I
experienced a sudden reminder of the expiration date on my admission
ticket to this thing called life yesterday. The fact that we are all
just visiting God's little amusement park
became very apparent when a friend of mine who was coming to visit
pounded on my door at 10am. He told me someone was passed out, laying
near the sidewalk just up the street from my home. I yelled to my wife
to come along and the three of us ran up the street to see a body lying
in the ground cover with two small toy poodles standing guard over him.
I immediately recognized my neighbor and was dialing 911 on my phone as I slowed down to evaluate the situation. I knew Dwight, only as the nice guy with a black and a white toy poodle. The extent of our conversations were about the weather and our dogs.
I figured Dwight had some sort of heart problem and so I handed the phone to my wife and got down and started CPR on him. It's a very strange thing to know someone very superficially and then to be suddenly intimately involved in deciding their fate. Actually, there was no decision on my part other than to decide to try save this guy's life or accept the fact that he is already gone. I am no doctor so all I knew to do was to begin CPR that I learned two decades ago. All I knew was that compressing his chest and breathing into his lungs might revive him if he wasn't too far gone. So, I just started - compressing, pumping, pumping, pumping.

# # # #

*Task set*:
a: In the account of finding a collapsed neighbor, at what time did the friend pound on the narrator's door?
b: Pick up the account of performing CPR on the neighbor after its final sentence and continue it.

(Photo-based referring expression data)
# # # #

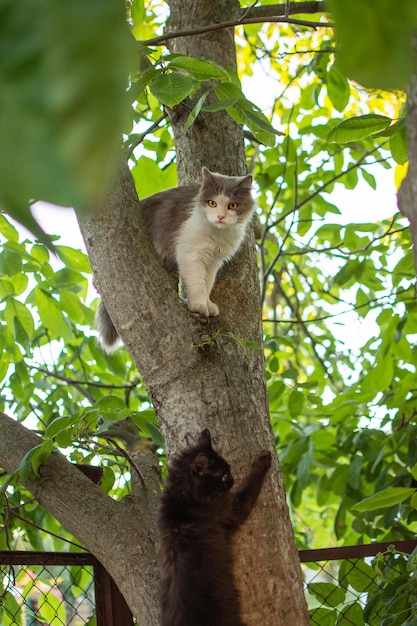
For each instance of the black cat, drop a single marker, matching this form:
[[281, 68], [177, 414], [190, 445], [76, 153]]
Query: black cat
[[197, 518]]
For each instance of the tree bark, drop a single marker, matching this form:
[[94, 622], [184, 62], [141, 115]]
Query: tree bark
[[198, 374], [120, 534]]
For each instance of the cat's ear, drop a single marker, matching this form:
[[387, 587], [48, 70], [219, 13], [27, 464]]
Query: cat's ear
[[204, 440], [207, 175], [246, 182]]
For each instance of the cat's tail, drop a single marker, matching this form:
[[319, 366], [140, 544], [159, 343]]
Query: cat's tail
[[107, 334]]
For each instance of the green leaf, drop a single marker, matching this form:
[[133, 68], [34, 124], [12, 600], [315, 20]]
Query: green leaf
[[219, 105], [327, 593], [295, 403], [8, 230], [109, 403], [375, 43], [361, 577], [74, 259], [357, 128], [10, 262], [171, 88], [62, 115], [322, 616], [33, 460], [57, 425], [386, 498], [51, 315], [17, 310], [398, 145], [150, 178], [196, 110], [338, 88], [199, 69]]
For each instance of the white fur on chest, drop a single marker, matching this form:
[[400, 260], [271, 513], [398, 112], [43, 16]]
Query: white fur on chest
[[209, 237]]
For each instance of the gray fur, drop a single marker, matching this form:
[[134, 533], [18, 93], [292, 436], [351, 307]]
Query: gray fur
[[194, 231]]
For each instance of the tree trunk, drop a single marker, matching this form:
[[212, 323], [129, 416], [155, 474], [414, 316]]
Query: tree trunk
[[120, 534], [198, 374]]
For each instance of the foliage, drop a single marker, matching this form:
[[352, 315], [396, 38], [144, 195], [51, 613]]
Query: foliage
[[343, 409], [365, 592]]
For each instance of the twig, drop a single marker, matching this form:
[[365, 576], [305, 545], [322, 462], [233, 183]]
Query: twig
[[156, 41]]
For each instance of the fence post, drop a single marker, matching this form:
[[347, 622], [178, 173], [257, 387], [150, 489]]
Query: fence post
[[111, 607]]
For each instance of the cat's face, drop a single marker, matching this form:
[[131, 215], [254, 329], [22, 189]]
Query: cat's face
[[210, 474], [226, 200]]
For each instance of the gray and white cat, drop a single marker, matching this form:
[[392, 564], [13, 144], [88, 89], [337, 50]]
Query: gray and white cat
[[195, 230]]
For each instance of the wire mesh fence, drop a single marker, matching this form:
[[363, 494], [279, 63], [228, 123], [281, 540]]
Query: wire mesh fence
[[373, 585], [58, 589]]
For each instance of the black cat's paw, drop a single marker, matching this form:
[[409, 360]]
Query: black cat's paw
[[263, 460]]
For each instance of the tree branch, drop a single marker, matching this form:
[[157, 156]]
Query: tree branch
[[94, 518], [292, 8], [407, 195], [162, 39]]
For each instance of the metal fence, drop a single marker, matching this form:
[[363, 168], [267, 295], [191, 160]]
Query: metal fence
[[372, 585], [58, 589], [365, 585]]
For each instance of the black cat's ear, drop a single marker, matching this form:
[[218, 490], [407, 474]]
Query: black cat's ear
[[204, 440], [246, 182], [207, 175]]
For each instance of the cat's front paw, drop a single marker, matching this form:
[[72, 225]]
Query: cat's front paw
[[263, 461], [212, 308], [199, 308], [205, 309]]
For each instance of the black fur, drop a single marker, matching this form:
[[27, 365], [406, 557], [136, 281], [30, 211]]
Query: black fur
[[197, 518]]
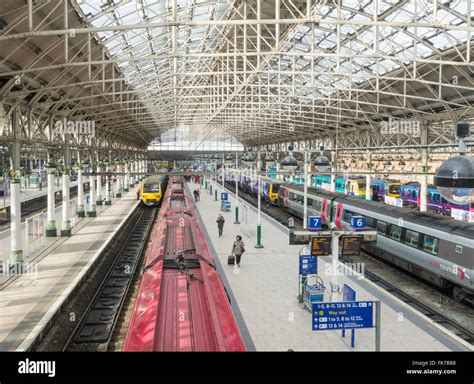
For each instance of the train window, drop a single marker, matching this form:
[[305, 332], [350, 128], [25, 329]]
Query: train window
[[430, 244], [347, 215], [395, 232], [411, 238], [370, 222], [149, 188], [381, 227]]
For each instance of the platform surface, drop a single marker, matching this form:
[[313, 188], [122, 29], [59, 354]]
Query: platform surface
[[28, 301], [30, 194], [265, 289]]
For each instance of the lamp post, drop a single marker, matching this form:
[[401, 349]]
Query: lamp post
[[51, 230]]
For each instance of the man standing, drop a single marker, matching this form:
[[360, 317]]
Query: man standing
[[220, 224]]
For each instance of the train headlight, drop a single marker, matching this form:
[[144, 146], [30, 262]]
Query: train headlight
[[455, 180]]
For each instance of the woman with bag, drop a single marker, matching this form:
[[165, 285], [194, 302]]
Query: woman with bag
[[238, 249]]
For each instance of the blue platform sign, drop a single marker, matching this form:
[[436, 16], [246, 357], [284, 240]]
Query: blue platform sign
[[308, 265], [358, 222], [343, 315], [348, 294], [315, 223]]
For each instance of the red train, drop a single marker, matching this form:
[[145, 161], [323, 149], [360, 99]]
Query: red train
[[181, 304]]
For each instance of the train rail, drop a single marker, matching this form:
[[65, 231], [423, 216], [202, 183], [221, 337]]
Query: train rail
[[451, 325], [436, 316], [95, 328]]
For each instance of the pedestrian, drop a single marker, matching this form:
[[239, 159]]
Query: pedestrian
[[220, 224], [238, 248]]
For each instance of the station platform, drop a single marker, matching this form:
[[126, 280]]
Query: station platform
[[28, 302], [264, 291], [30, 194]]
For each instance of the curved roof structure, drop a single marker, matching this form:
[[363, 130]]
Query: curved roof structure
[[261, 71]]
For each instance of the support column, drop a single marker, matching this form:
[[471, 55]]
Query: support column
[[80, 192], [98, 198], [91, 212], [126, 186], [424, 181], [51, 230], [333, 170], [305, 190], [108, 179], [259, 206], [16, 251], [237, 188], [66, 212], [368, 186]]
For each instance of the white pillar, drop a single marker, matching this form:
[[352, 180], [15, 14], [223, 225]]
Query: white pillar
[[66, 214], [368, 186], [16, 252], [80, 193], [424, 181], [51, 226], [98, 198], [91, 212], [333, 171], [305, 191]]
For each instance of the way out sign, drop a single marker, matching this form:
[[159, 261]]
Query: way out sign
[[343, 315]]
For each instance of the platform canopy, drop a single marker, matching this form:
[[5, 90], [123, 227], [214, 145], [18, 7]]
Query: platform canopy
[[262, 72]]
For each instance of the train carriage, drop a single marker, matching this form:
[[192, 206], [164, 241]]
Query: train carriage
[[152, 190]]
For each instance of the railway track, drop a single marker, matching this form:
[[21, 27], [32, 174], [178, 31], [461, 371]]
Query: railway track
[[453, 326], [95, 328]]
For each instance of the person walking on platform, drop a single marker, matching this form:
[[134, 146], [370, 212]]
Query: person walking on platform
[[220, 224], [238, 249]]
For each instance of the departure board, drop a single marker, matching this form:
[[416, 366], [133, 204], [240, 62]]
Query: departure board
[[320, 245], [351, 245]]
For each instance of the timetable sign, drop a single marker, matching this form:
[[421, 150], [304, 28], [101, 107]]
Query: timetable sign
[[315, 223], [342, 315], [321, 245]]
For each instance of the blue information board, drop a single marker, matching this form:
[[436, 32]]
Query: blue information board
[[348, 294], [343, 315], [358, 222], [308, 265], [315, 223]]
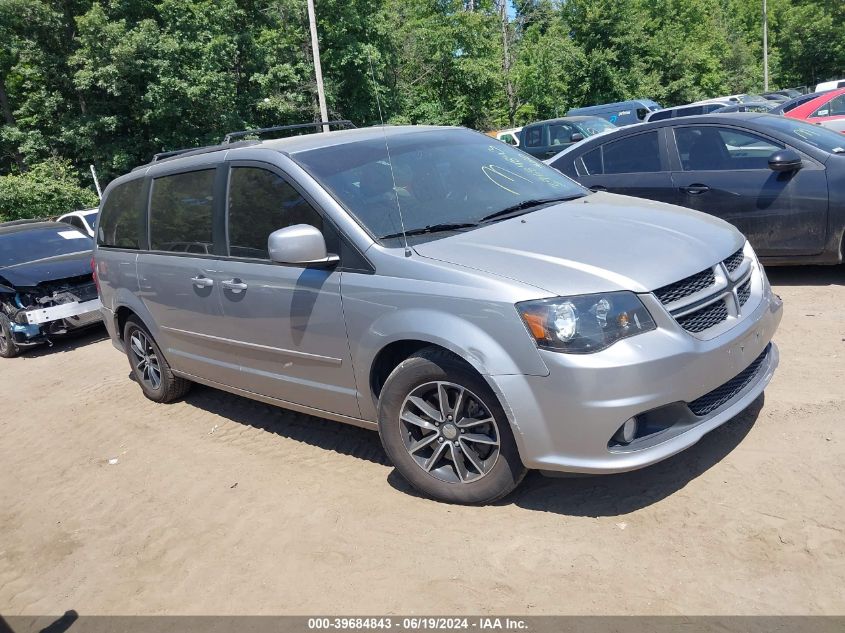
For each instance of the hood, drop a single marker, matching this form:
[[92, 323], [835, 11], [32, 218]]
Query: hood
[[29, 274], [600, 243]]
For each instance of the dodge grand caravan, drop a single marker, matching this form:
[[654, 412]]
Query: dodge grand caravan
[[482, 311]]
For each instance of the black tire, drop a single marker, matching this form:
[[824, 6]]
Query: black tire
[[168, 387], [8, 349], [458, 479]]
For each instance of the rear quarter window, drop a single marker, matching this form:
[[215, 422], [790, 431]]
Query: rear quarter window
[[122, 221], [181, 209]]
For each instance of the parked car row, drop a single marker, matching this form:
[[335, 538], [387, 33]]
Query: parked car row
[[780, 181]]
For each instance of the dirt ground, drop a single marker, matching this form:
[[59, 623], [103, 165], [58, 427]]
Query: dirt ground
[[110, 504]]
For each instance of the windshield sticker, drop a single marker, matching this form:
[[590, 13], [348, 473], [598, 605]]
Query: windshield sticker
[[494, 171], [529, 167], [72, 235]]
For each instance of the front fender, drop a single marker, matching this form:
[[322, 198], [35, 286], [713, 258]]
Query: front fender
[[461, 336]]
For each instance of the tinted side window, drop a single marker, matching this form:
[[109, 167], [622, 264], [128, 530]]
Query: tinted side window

# # # #

*Solved tasks*:
a: At 10am.

b:
For 10 minutes I did this while things happened around me. After the paramedics got there and took over, his wife, two grown sons, and a daughter in law showed up. I just stood there while the professionals worked on him. I thought for sure they would get his heart going again. Didn't happen. I think Dwight's ticket was up before I got there. I overheard the doctor on the radio from the hospital tell one of the EMT's to "call him at 10:35." Boom. Just like that. Life ends.
I flash on the strangest things about that situation. Could I have done more? What if we had been there sooner? When I first walked up to him his toy poodles were standing guard. The little black one was sitting on his belly, looking quite frightened. I reached down to pick him up, fully expecting to get bitten. The little guy growled at me but didn't bite me as I handed him to my friend.
My dog-loving neighbor had a DNR in place. Do not resuscitate. I think he knew he was living on borrowed time. Although this moment will be etched in my mind forever, I appreciate the reminder it has given me. We got an all-inclusive rides pass when we entered this amusement park called life and we get to have all kinds of rides before the park is closed and we are sent home. Some of the rides we thoroughly enjoy, others we might not. But we do get to experience every kind of ride there is by the time our visit is over.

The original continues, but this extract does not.